**Given problem**.
Set the following entries down again exactly, line by line.

═════ Data excerpts

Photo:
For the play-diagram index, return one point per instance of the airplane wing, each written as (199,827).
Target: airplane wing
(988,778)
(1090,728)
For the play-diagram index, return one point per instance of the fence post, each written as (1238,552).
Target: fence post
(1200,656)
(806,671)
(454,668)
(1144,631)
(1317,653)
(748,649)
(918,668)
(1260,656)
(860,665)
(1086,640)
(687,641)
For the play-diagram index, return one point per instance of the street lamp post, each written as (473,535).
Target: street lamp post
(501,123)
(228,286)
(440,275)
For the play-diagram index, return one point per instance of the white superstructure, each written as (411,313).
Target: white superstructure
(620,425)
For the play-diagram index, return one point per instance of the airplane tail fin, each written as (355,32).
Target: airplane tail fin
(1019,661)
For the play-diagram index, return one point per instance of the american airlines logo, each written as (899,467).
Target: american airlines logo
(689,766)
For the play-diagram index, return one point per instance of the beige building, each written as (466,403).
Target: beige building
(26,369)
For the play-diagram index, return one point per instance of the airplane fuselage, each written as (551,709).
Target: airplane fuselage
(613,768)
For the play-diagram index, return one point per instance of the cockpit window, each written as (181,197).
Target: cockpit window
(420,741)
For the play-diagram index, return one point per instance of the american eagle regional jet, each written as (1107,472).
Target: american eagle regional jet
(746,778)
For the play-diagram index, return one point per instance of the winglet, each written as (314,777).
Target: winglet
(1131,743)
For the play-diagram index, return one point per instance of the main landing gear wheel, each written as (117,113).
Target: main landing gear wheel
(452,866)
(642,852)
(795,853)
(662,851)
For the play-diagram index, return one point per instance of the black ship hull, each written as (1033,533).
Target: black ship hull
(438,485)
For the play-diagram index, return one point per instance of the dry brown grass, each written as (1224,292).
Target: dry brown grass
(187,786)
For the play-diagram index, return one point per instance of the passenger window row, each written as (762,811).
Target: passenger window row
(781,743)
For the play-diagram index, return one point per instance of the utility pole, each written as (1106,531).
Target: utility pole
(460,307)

══════════

**Exercise response**.
Photo:
For the play-diagram index, return one point per instance of the airplane wing, each written as (199,827).
Target: airplane wing
(988,778)
(1090,728)
For the play-diagram index, return one point per instance of the fence post, each written as (1238,552).
Target: fence post
(1200,656)
(806,671)
(454,668)
(1144,631)
(1317,653)
(748,649)
(918,668)
(1260,656)
(860,665)
(1086,640)
(687,641)
For the play-diagram index, return one point per instance of the street lamp post, each written as (473,535).
Target: street lamp post
(501,123)
(228,286)
(440,275)
For the play-diagram index, return one point per instance of the white superstructure, each written as (411,313).
Target: white superstructure
(620,425)
For the play-diagram index, return one point per instance of the airplane tail fin, each written as (355,32).
Target: airplane tail fin
(1019,661)
For the play-diagram index, return one point per instance of the american airlines logo, each written as (899,467).
Target: american airlines logo
(689,766)
For the play-diagram index, return one point per instance of the beige building, each written as (466,403).
Target: beige building
(26,369)
For the play-diagram index, return one point per instance of the airplane fuselage, each written as (551,709).
Target: airplane fuselage
(613,768)
For the play-diagram index, return one point per instance of the cockpit window, each written as (181,197).
Target: cockpit window
(420,741)
For the play-diagram index, return one point per instance of the american eagle regional jet, each written as (1107,472).
Target: american eagle regional jet
(746,778)
For the play-diagram index, return one point per instance of the winglet, each written as (314,777).
Target: winglet
(1131,743)
For the play-diagram index, return one point per instance of the main landing gear wheel, each written as (117,113).
Target: main landing gear wheel
(452,866)
(642,852)
(795,853)
(662,851)
For the play-diagram index, return one point per instance of the black ship hull, each written as (1033,533).
Target: black ship hull
(438,485)
For the play-diagram index, return one point per instance of the dry brown grass, each written as (1224,292).
Target: dry brown grass
(187,786)
For the play-diagram index, return one point per instance of the passenger window row, each written as (762,811).
Target: passenger window row
(781,743)
For the play-diagram index, return one point per instance of the utility pole, each written as (1106,531).
Target: utility pole
(460,307)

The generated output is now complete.